> YOUR GOAL: From the lines below, keep only those that contain the string "fork" and reproduce each one verbatim.
-- Start of DATA SECTION --
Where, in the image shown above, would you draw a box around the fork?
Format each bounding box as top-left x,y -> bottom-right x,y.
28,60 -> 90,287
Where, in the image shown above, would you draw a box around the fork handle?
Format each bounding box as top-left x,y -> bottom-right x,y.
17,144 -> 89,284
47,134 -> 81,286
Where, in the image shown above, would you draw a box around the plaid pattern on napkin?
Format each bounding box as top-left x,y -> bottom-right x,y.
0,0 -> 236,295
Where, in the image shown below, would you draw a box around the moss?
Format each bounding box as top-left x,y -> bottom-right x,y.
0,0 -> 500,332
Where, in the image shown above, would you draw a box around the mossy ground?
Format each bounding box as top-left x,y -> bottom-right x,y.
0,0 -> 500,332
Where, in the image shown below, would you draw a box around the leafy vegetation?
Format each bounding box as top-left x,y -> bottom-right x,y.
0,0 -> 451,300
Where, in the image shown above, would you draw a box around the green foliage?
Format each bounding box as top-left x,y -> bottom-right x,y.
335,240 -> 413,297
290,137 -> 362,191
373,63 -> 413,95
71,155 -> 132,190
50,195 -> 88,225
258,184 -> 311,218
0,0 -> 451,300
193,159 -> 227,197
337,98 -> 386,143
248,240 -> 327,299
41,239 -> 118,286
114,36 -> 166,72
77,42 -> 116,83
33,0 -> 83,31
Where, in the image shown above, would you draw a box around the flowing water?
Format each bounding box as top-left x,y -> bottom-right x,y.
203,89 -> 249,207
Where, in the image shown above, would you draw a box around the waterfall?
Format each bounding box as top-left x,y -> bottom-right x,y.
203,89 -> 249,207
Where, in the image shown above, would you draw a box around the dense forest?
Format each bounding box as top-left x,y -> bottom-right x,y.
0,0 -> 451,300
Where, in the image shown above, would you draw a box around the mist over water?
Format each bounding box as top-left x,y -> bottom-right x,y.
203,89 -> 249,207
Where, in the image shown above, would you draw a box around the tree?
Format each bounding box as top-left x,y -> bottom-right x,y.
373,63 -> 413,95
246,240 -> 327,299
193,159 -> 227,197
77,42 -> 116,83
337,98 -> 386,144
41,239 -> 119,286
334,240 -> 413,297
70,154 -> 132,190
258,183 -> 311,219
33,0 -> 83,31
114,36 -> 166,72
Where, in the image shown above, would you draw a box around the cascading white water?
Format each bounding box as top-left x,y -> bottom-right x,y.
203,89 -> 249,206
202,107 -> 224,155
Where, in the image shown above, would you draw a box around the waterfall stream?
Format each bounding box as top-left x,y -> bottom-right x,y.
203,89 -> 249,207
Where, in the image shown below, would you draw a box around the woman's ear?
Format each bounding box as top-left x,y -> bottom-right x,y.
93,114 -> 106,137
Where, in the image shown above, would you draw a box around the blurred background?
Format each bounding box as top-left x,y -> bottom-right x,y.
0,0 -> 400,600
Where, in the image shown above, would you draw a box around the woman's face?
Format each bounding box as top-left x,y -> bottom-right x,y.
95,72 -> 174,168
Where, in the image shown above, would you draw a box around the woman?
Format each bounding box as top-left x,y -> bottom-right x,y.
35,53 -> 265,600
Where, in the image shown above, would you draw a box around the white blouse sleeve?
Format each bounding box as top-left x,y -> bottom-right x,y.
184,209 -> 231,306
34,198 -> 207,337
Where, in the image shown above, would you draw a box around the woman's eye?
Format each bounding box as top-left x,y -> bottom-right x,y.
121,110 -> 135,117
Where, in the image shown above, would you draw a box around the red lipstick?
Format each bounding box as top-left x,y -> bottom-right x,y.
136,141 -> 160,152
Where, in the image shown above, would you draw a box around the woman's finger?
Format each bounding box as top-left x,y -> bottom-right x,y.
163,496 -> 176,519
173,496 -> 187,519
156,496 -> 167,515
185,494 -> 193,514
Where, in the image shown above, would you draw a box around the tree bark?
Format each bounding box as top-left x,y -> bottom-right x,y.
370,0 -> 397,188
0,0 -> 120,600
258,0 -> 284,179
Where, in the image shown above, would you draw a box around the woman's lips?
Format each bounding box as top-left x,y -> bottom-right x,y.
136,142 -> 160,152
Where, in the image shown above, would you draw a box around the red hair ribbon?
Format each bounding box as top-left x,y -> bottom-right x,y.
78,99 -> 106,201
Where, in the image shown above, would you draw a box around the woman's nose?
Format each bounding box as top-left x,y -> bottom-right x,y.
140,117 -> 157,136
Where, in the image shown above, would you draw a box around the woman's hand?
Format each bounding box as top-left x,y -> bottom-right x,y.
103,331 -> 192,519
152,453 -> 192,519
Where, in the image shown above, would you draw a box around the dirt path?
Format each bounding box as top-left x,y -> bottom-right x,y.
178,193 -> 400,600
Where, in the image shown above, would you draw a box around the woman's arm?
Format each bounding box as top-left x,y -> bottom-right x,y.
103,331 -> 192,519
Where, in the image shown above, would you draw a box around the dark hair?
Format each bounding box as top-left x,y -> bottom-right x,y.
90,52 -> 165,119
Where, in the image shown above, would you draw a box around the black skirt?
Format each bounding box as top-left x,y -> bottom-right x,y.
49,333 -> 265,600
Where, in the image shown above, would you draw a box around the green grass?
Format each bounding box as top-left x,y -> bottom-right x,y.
-- End of DATA SECTION --
> EXERCISE RESPONSE:
Where, in the image shown above, would you draw a box around the fork?
Where, in the image shown above, would you draw a box around the fork handle?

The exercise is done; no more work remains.